Render the lines starting at the beginning of the records and ending at the line containing "x=134, y=511" as a Markdown table with the columns Num and Text, one numbered row per line and no blank lines.

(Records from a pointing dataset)
▶
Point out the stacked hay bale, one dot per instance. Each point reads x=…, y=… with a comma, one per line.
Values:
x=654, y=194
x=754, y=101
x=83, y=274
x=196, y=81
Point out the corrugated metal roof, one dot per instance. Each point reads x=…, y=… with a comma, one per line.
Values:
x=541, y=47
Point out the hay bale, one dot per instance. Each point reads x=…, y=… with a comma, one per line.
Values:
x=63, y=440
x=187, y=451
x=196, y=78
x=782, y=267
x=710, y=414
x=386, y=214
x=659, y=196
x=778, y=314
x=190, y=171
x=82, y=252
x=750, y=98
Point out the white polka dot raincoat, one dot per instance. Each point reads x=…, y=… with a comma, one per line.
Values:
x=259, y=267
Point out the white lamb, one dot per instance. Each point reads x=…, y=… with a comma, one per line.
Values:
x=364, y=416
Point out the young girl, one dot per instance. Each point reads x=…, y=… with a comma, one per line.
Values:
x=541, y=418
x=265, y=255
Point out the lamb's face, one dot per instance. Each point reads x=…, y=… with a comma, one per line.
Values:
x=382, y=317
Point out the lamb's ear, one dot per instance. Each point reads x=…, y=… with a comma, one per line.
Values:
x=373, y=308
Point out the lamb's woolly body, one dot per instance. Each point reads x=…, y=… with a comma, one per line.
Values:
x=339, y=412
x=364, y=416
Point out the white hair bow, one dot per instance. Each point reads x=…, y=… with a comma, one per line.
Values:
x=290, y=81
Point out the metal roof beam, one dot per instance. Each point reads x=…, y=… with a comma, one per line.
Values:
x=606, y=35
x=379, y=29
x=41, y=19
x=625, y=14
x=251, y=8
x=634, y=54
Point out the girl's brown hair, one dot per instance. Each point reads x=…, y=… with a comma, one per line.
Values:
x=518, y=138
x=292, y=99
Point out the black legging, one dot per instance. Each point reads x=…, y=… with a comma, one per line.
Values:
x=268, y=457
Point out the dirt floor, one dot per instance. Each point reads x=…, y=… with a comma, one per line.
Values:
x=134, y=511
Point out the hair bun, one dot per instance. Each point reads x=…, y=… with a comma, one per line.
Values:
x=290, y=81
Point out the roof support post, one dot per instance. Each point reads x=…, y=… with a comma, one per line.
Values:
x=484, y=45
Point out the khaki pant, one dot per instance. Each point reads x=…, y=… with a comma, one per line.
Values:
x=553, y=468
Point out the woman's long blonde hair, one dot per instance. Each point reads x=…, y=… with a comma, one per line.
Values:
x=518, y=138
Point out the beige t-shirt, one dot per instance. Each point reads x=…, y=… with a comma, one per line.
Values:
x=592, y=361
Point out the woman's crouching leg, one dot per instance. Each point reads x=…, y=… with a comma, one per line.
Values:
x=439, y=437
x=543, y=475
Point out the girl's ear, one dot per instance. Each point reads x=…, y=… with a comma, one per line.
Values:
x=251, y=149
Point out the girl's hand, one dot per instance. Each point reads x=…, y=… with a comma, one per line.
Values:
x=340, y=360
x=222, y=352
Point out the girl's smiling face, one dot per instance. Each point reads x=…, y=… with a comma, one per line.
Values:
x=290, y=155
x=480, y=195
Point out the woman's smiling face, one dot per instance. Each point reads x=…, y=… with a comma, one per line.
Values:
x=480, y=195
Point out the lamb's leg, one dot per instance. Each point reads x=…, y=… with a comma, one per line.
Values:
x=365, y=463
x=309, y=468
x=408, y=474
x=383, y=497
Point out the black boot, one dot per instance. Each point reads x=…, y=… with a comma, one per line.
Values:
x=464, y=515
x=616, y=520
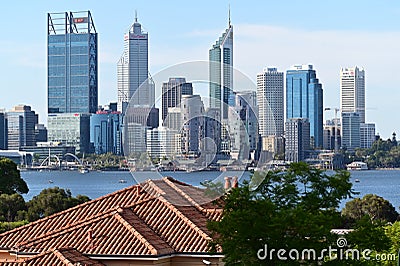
◀
Response for this exercise:
| Num | Text |
|---|---|
| 1 | Point out the stacked hay bale, one dot per instance. Each point reads x=…, y=… with a comma, one per line. |
| 2 | Values: |
| 3 | x=654, y=194 |
| 4 | x=754, y=101 |
| 5 | x=83, y=274 |
| 6 | x=196, y=81 |
| 7 | Point out the corrugated metal roof, one dot per instance. Each point reads x=…, y=… with a comma, one per line. |
| 8 | Values: |
| 9 | x=541, y=47 |
| 10 | Point out the hay bale, one dot per instance. Each point reads x=…, y=… with a comma, one per line. |
| 11 | Values: |
| 12 | x=63, y=440 |
| 13 | x=187, y=451 |
| 14 | x=196, y=78 |
| 15 | x=782, y=267 |
| 16 | x=710, y=414 |
| 17 | x=386, y=214 |
| 18 | x=659, y=196 |
| 19 | x=778, y=314 |
| 20 | x=190, y=171 |
| 21 | x=82, y=252 |
| 22 | x=750, y=98 |
| 23 | Point out the white polka dot raincoat, one dot per instance. Each point reads x=…, y=… with a comma, one per line. |
| 24 | Values: |
| 25 | x=259, y=267 |
| 26 | Point out the white lamb, one dot per instance. Each point reads x=…, y=… with a comma, one per line. |
| 27 | Values: |
| 28 | x=364, y=416 |
| 29 | Point out the young girl, one dot per instance. Each point reads x=…, y=… with a comma, one per line. |
| 30 | Values: |
| 31 | x=541, y=418 |
| 32 | x=265, y=255 |
| 33 | Point out the lamb's face, one dot per instance. Each point reads x=…, y=… with a comma, one per line. |
| 34 | Values: |
| 35 | x=382, y=317 |
| 36 | Point out the lamb's ear, one dot per instance. Each point reads x=…, y=… with a comma, one per line. |
| 37 | Values: |
| 38 | x=373, y=308 |
| 39 | Point out the lamb's woolly body, one dot per instance. Each point reads x=…, y=… with a comma, one per line. |
| 40 | Values: |
| 41 | x=339, y=412 |
| 42 | x=364, y=416 |
| 43 | Point out the white hair bow, one dot per instance. Each point reads x=…, y=… with a comma, one per line. |
| 44 | Values: |
| 45 | x=290, y=81 |
| 46 | Point out the metal roof beam, one dot per instance. Each point reads x=…, y=… with a comma, one per line. |
| 47 | Values: |
| 48 | x=606, y=35 |
| 49 | x=379, y=29 |
| 50 | x=41, y=19 |
| 51 | x=625, y=14 |
| 52 | x=251, y=8 |
| 53 | x=634, y=54 |
| 54 | Point out the girl's brown hair, one dot per instance. Each point reads x=…, y=… with a comma, one per line. |
| 55 | Values: |
| 56 | x=518, y=138 |
| 57 | x=292, y=99 |
| 58 | Point out the black legging, one dot per instance. Each point reads x=…, y=… with a comma, one per line. |
| 59 | Values: |
| 60 | x=268, y=457 |
| 61 | Point out the dirt floor, one dot per instance. Each point reads x=…, y=… with a comma, one per line. |
| 62 | Values: |
| 63 | x=134, y=511 |